Photo-based referring expression data:
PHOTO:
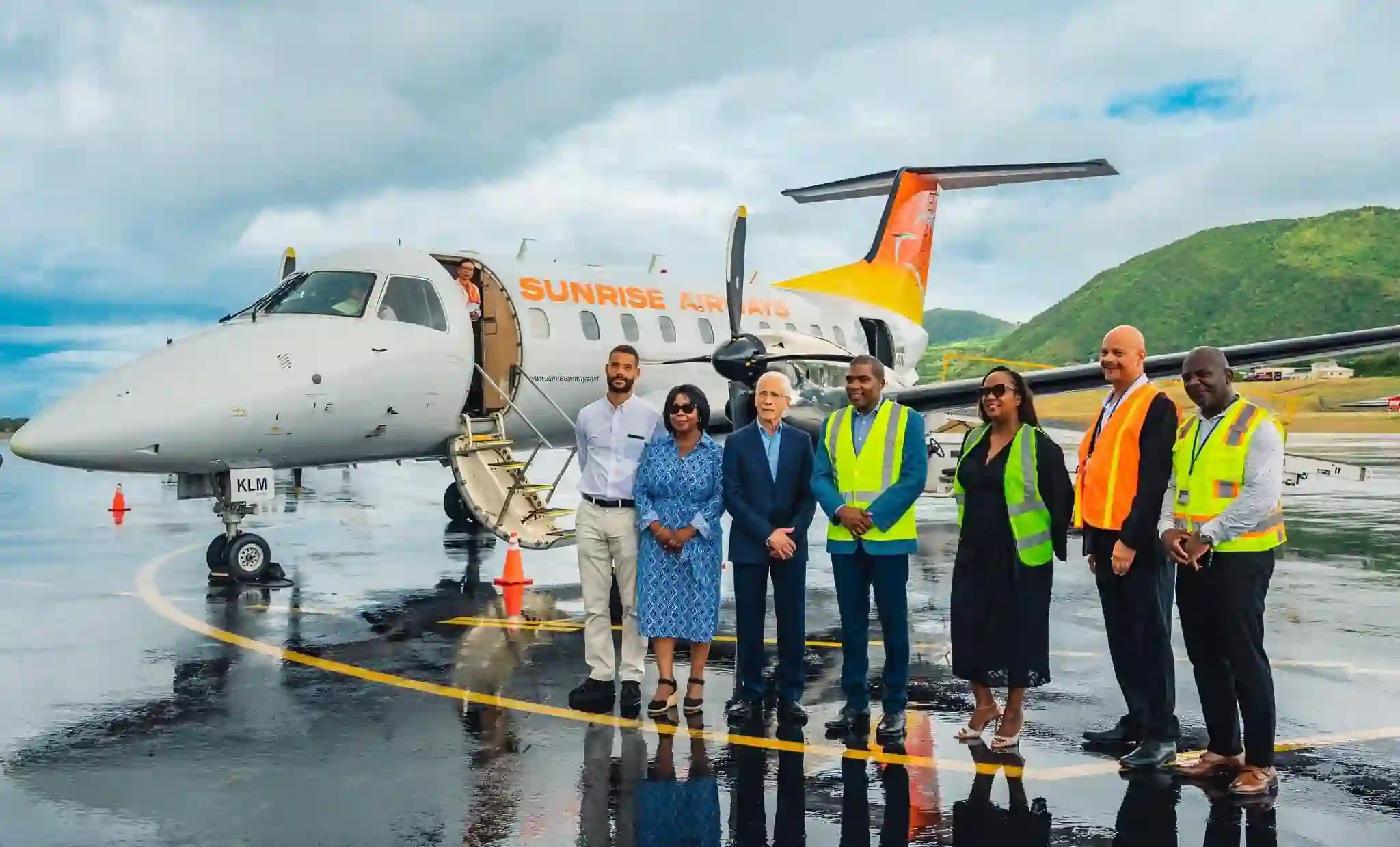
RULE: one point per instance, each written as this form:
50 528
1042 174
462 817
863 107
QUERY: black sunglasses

→ **WORK TASK**: Copy each entry exactly as written. Pictures do not belong in the copy.

→ **EXPECTED OUTPUT**:
PHOTO:
RULE: one point per instance, each written as this form:
50 528
1042 174
462 817
863 107
QUERY: black sunglasses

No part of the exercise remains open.